Written instruction: Reproduce the entries below in full, word for word.

Saved data entries
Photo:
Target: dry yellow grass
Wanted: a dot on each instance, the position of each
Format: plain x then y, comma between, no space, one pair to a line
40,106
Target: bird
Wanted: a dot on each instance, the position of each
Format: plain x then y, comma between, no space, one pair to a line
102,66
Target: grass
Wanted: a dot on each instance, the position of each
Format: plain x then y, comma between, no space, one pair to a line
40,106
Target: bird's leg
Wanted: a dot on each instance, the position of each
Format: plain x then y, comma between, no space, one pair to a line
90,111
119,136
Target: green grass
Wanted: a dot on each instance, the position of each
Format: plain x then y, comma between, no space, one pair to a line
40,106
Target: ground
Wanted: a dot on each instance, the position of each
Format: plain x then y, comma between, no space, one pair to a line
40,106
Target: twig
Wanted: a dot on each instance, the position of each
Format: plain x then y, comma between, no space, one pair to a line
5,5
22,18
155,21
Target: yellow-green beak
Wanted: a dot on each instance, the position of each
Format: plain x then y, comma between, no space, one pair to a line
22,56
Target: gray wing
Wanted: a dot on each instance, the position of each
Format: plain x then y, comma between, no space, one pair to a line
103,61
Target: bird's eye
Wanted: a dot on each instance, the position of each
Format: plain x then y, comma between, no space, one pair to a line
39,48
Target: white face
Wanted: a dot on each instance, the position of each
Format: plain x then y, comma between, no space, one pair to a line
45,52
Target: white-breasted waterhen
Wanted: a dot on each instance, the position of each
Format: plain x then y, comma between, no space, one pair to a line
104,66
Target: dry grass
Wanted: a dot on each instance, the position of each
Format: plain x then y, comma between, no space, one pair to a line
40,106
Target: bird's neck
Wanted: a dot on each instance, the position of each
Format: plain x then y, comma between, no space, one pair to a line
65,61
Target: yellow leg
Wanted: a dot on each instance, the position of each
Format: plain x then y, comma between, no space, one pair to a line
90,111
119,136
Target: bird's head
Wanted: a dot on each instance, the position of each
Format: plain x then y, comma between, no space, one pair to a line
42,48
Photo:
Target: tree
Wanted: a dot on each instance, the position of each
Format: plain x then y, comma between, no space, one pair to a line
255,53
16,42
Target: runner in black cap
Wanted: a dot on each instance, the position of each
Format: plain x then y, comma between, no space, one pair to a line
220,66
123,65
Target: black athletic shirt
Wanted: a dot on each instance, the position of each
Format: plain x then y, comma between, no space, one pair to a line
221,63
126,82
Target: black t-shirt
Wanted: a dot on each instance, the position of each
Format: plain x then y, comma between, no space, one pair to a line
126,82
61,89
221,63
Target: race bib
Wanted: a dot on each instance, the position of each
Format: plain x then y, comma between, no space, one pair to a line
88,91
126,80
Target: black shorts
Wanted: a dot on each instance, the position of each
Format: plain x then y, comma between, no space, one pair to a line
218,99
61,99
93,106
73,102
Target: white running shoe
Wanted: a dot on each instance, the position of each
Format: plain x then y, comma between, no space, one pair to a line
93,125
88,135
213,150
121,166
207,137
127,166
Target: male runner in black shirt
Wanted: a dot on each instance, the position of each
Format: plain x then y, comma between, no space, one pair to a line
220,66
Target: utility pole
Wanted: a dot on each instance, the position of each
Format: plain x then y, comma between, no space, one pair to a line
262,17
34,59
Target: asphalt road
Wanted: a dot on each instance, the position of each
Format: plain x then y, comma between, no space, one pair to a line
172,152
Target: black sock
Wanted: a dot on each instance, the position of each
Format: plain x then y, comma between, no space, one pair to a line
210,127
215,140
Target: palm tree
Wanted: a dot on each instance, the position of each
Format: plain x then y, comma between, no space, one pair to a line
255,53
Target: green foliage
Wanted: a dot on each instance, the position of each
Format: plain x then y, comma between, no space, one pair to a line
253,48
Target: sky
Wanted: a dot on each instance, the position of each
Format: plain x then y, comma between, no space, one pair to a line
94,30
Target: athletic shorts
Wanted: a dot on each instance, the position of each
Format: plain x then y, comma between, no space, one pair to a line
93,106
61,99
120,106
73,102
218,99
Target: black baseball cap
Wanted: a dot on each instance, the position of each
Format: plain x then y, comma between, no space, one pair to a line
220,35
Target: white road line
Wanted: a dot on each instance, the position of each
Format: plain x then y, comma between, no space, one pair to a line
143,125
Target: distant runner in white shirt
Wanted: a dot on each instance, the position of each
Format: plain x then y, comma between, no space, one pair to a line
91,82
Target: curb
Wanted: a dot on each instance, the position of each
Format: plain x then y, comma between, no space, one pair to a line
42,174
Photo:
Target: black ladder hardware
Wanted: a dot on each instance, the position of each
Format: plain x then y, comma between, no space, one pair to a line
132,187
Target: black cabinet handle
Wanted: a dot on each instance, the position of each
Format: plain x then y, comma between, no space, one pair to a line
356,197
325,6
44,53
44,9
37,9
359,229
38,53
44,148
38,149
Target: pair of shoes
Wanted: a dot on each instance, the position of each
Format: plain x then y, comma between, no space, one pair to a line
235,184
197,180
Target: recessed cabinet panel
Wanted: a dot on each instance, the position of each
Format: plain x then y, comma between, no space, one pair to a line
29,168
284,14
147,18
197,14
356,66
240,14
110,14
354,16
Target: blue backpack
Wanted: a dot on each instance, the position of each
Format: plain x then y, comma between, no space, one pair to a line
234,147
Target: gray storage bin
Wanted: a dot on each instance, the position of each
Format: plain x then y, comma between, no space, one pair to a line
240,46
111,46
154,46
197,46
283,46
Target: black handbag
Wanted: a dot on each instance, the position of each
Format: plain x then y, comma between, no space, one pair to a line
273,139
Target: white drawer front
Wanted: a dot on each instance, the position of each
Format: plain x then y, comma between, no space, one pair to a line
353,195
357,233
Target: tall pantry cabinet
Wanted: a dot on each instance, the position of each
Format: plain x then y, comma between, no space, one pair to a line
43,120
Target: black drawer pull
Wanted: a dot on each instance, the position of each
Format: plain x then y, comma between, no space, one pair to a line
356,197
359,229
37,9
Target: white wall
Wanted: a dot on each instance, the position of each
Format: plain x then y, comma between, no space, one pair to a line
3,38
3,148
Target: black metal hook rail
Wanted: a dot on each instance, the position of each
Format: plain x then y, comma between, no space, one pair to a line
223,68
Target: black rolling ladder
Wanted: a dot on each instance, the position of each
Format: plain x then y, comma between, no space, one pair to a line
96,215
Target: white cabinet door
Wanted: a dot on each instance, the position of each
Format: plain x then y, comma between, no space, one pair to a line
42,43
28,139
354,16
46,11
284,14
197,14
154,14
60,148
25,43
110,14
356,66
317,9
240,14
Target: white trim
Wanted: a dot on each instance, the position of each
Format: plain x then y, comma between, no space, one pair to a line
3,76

Result of the exercise:
Photo:
Target: dry yellow grass
Wanted: a dot on each instance, the position of each
Format: plain x then y, comma between, no space, one pair to a line
40,106
Target: bird
Wanted: a dot on each instance, the position of each
Format: plain x then y, comma between, no space, one pair to a line
102,66
Target: grass
Wanted: a dot on each instance, the position of each
Format: plain x then y, comma between, no space, one pair to a line
40,106
Target: bird's leg
Wanted: a dot on each instance, the position of each
Format: plain x then y, comma between, no space, one pair to a line
90,111
119,136
Target: green grass
Wanted: a dot on each instance, the position of each
Format: plain x then y, comma between, no space, one pair to a line
40,106
Target: ground
Wanted: a dot on each instance, the position of each
Format: plain x then y, comma between, no space, one pair to a line
40,106
Target: twig
Wanted: a dot on each instance, the position of each
Format: plain x then y, comma between, no space, one pair to a line
5,5
22,18
155,21
Target: yellow-green beak
Wanted: a dot on each instance, the position of each
Format: plain x then y, comma between, no space, one pair to a line
22,56
Target: gray wing
Wanted: a dot on each instance, the position of each
Format: plain x then y, comma between, no space, one pair to a line
103,61
Target: bird's eye
Wanted: a dot on each instance, the position of each
Format: plain x then y, comma between, no space, one pair to a line
39,48
Target: white face
Wanted: a dot on each instance, the position of each
Format: plain x then y, comma between, no space, one pair to a line
45,52
Target: white-breasted waterhen
Wanted: a dot on each instance, the position of each
Format: plain x then y, comma between, no space, one pair to a line
104,66
Target: dry grass
Wanted: a dot on each instance, the position of each
Format: plain x then y, comma between, no space, one pair to a line
40,106
Target: bird's neck
Wanted: a dot on each instance, the position of each
Format: plain x then y, comma between, no space, one pair to a line
65,61
Target: yellow leg
Wanted: a dot on each instance, the position of each
Format: plain x then y, comma between, no space, one pair to a line
90,111
119,136
Target: bird's head
Wanted: a dot on each instance, the position of each
Format: plain x then y, comma between, no space, one pair to a line
42,48
Photo:
Target: tree
Wanted: a dot on each instance, the position of each
Format: plain x then y, comma between, no space, one pair to a line
255,53
16,42
Target: runner in black cap
Wanted: a dot on each instance, the position of each
Format: plain x then y, comma between, no space, one pair to a line
220,66
123,65
Target: black athletic shirt
Wanted: a dot on each instance, the position of each
Format: plain x then y, comma between, no space, one pair to a line
221,63
126,82
Target: black t-shirt
Wanted: a dot on each instance, the position of each
Format: plain x then y, comma between, no space, one pair to a line
126,82
61,89
221,63
Target: race bib
Wanted: a dot on each instance, the position of each
Format: plain x then y, comma between, no space, one pair to a line
88,91
126,80
Target: black shorts
Wanted: a dot on each instance, the position of each
Format: plain x then y, comma between, no space, one pair to a line
218,99
61,99
93,106
73,102
Target: white running shoe
Wanted: a dot on each instance, the position of each
Format: plain x then y, comma between, no space, one pair to a line
93,125
88,135
213,150
121,166
207,137
127,166
Target: male runner in black shirt
Wanted: a dot on each instance, the position of each
Format: plain x then y, comma between, no space, one pair to a line
220,66
Target: utility pole
Wanted: a dot on each instance, the position of each
Format: plain x then y, comma between, no space, one pair to a line
262,17
34,59
Target: asphalt road
Wanted: a dot on each instance, the position of each
Format: plain x then y, comma between, no space, one pair to a line
172,152
Target: black sock
Wanted: a dot on each instance, the position of each
Format: plain x then y, comma between, no space, one pair to a line
210,127
215,140
Target: palm tree
Wanted: a dot on each instance, the position of each
Format: plain x then y, comma between, no space, one pair to a line
255,53
Target: green foliage
Wanted: a dot on each instance, the position of each
Format: plain x then y, comma between, no space, one pair to a line
253,48
Target: sky
Wanted: a dot on each instance, the position of each
Format: plain x then y, comma between, no space, one pair to a line
94,30
Target: athletic shorts
Wanted: a dot on each instance, the position of each
Format: plain x then y, comma between, no space, one pair to a line
93,106
61,99
120,106
73,102
218,99
Target: black baseball cap
Wanted: a dot on each instance, the position of each
Format: plain x then y, comma between, no space, one pair to a line
220,35
Target: white road line
Wanted: a dot on each instance, the position of each
Format: plain x then y, comma between, no space, one pair to a line
143,125
Target: distant runner in white shirt
Wanted: a dot on each instance, the position of each
Format: plain x then y, comma between, no space, one pair to a line
91,82
Target: curb
Wanted: a dot on each instance, the position of each
Format: plain x then y, comma between, no space, one pair to a line
42,174
Photo:
Target: black ladder hardware
Wanted: a dot on each instance, the position of each
Format: plain x then y, comma between, no space, one pair to a line
132,187
Target: black cabinet handle
Wanted: a dot on each instance, the position of each
Format: plain x then y, comma between, no space, one pair to a line
356,197
325,6
44,53
44,9
37,9
359,229
38,53
44,148
38,149
Target: pair of shoes
Wanted: a dot on each instance, the position of each
Format: plain x then y, comma between, no space, one pair to a line
235,184
197,180
Target: recessed cabinet panel
Wanted: a dot on each instance, the position of each
Format: plain x then y, comma between, no space, one pair to a line
29,168
284,14
147,18
197,14
356,66
240,14
110,14
354,16
Target: blue backpack
Wanted: a dot on each instance, the position of each
Format: plain x then y, comma between, no space, one pair to a line
234,147
Target: gray storage bin
Wanted: a dot on each instance, the position of each
Format: plain x then y, comma between, no space, one pair to a line
240,46
111,46
154,46
197,46
283,46
Target: black handbag
Wanted: a dot on each instance, the position of each
Format: plain x then y, comma between, no space, one pair to a line
273,139
Target: white drawer front
Wanted: a dot on each instance, the position of each
Format: plain x then y, comma between, no space, one pair to a line
353,195
357,233
Target: tall pantry cabinet
Wanted: a dot on each instance, the position of each
Format: plain x then y, comma between, no space, one pair to a line
43,120
Target: black drawer pull
Wanted: a dot on each instance, the position of each
Format: plain x then y, comma between, no space, one pair to a line
356,197
359,229
37,9
Target: white wall
Wanted: a dot on each instance, the position of each
Format: plain x then y, comma between, no space, one pair to a line
3,38
3,148
Target: black metal hook rail
Wanted: a dot on each instance, the position of each
Format: plain x then y, comma between, no space, one pair to a line
223,68
Target: black rolling ladder
Wanted: a dot on each instance, the position of each
Format: plain x then y, comma between, no space, one pair to a line
96,215
Target: white cabinet door
Wanted: a dot on each instance, the position of each
Format: plain x then y, comma between, no space, one pair to a line
42,43
28,139
354,16
46,11
284,14
197,14
154,14
60,148
25,43
110,14
356,66
317,9
240,14
Target: white trim
Wanted: a dot on each instance, the position of each
Format: plain x then y, comma between, no space, one pair to a line
3,76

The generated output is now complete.